What you have to do: Pick out each line in the records below that contains the word "street", and copy those lines in full.

Information supplied:
■ ■ ■

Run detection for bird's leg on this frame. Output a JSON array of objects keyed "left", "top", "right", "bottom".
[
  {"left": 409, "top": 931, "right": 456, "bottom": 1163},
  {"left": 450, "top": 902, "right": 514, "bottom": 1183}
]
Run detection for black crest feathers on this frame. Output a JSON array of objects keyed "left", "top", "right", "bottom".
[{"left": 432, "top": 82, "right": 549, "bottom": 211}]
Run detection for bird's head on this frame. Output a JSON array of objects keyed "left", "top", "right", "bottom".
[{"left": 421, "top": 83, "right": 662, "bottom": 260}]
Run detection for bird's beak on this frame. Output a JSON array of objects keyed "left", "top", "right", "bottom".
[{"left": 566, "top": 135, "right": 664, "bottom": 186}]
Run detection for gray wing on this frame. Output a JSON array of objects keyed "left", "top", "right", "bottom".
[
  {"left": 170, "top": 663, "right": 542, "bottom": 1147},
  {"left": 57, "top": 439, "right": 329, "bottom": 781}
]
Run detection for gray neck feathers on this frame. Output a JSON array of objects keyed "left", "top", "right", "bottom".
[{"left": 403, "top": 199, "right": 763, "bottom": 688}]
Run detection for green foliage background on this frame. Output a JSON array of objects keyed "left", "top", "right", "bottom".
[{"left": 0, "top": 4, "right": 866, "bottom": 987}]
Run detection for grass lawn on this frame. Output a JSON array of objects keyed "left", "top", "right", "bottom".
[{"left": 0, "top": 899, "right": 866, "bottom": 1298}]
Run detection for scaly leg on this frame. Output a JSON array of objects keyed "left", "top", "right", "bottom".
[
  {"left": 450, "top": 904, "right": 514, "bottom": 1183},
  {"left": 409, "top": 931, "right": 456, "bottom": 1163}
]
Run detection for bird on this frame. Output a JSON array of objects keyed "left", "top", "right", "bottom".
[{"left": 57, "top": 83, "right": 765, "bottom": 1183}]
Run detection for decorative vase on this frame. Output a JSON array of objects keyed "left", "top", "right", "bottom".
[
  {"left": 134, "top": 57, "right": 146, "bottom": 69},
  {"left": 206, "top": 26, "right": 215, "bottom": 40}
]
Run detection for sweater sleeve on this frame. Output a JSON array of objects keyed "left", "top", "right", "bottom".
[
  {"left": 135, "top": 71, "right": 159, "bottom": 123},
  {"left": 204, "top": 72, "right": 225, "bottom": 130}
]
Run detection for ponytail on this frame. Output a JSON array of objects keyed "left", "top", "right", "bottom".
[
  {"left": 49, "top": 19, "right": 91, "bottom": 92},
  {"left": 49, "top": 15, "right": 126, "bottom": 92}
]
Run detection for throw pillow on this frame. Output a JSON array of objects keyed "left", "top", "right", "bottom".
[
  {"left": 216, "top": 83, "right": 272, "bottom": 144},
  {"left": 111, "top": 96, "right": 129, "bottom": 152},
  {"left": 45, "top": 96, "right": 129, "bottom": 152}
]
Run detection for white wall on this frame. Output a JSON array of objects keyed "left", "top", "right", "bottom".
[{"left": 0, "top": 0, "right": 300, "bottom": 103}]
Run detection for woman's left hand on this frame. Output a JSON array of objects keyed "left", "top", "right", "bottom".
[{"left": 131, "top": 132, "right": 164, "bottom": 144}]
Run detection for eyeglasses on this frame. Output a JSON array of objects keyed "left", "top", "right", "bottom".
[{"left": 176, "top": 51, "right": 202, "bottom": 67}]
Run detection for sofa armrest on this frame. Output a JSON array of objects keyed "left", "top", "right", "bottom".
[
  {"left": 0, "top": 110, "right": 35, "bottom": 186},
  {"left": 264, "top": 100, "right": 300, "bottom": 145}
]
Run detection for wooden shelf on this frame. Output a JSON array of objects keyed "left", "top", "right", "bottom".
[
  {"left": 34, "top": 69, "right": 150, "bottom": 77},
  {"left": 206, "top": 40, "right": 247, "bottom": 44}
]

■ ■ ■

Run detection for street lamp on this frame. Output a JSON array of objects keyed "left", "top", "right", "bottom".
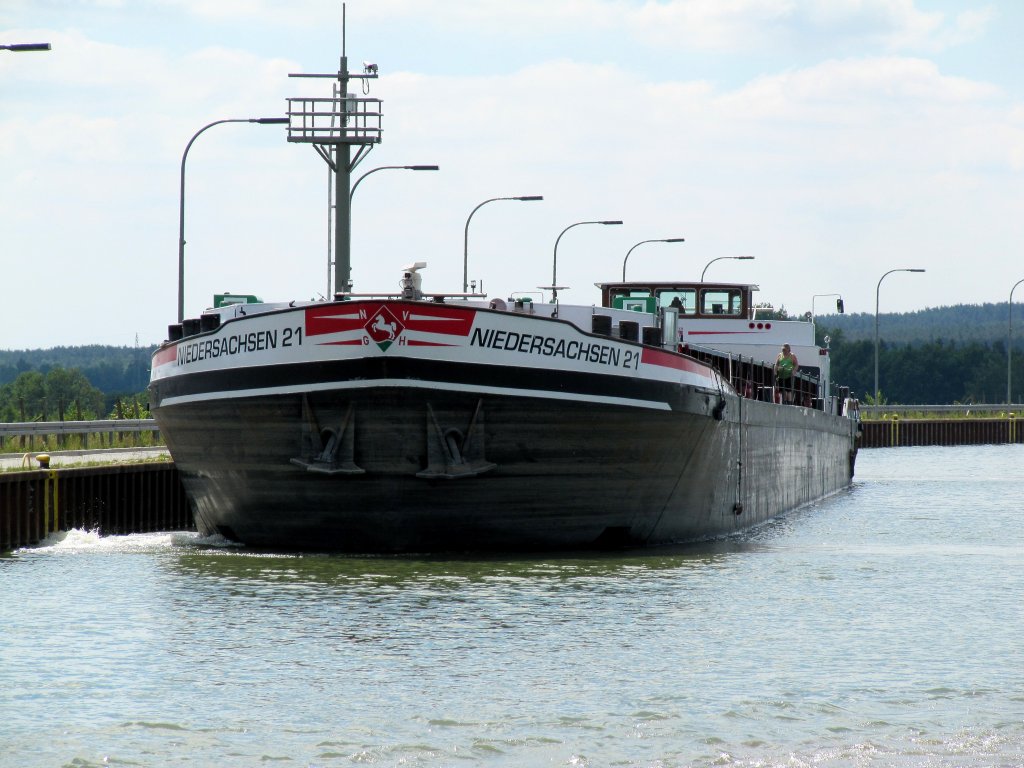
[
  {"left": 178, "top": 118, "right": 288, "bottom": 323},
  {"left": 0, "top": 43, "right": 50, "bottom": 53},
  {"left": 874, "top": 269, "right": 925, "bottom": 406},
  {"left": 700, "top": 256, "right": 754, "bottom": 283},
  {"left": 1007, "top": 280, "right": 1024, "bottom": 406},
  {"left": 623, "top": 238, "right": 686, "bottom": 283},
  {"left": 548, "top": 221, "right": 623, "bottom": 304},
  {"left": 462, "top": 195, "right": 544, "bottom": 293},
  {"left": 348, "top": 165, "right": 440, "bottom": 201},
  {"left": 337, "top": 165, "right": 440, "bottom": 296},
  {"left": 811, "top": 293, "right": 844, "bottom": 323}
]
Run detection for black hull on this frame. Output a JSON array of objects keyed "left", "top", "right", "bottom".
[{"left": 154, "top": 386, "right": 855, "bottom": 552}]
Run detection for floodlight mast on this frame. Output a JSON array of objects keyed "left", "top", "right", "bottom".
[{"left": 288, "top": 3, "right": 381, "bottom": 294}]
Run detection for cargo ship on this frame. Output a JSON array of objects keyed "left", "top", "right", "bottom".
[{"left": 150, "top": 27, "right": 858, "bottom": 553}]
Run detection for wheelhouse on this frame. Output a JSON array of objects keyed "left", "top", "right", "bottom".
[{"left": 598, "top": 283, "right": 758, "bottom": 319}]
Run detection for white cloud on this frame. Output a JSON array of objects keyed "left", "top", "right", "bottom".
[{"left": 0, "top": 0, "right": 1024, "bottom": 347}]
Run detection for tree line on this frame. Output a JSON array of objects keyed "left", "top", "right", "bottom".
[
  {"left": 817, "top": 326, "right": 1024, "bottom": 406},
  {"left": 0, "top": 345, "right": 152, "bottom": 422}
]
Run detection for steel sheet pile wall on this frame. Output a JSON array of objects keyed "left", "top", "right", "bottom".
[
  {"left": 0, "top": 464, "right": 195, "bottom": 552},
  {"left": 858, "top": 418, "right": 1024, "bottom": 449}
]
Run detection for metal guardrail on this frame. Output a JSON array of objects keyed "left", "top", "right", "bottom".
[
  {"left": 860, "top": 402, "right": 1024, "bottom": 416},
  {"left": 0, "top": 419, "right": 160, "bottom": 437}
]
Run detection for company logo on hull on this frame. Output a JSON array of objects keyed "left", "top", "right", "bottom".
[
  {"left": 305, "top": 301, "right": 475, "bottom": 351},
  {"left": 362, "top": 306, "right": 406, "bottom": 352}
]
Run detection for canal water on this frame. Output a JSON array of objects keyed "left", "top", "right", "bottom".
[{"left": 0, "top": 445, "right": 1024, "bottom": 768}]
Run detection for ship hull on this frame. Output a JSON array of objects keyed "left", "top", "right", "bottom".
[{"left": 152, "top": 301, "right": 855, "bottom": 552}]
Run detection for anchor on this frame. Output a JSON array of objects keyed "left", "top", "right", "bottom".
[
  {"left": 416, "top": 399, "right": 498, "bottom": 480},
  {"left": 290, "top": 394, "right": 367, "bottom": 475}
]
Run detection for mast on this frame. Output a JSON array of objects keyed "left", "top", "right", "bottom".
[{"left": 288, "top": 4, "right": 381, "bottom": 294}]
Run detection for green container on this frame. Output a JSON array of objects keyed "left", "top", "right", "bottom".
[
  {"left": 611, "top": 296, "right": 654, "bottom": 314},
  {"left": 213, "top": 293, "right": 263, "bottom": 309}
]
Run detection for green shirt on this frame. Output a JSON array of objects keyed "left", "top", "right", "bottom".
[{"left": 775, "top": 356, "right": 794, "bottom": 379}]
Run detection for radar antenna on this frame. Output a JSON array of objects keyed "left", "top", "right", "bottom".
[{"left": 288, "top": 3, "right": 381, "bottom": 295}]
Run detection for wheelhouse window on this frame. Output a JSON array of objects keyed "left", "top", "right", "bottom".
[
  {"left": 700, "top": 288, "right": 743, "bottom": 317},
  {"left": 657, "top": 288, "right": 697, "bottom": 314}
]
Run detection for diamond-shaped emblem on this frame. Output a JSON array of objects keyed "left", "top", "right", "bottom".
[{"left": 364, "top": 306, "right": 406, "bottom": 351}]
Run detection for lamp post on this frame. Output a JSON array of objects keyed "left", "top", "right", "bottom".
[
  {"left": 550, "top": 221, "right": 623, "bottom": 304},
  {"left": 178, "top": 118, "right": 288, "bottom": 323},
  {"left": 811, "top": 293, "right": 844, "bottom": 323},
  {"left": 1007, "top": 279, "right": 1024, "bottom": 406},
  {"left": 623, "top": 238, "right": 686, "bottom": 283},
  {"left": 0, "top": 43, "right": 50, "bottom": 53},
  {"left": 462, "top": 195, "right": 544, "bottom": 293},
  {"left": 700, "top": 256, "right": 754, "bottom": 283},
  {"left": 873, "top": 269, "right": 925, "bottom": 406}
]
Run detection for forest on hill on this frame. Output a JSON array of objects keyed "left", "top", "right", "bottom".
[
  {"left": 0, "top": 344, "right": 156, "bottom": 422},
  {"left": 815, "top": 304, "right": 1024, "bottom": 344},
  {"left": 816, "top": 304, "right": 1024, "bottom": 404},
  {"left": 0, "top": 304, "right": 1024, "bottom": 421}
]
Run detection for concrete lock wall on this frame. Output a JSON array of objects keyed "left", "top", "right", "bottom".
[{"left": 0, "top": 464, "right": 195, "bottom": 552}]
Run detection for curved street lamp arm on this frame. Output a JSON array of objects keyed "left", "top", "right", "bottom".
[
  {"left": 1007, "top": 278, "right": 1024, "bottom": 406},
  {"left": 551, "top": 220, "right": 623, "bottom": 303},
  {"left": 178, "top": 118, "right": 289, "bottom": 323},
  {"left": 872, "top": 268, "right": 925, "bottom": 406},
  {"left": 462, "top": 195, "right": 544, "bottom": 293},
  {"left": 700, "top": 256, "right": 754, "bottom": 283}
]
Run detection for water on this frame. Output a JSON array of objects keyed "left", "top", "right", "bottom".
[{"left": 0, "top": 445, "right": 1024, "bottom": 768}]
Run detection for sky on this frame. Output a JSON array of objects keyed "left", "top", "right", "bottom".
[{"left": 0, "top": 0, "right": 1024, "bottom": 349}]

■ ■ ■

Complete answer:
Run detection for street lamp on this frame. Output a JSON array of objects keyed "left", "top", "right", "bottom".
Run detection for curved street lamp arm on this frame. Output a JSON array of objects keyed "left", "top", "right", "bottom".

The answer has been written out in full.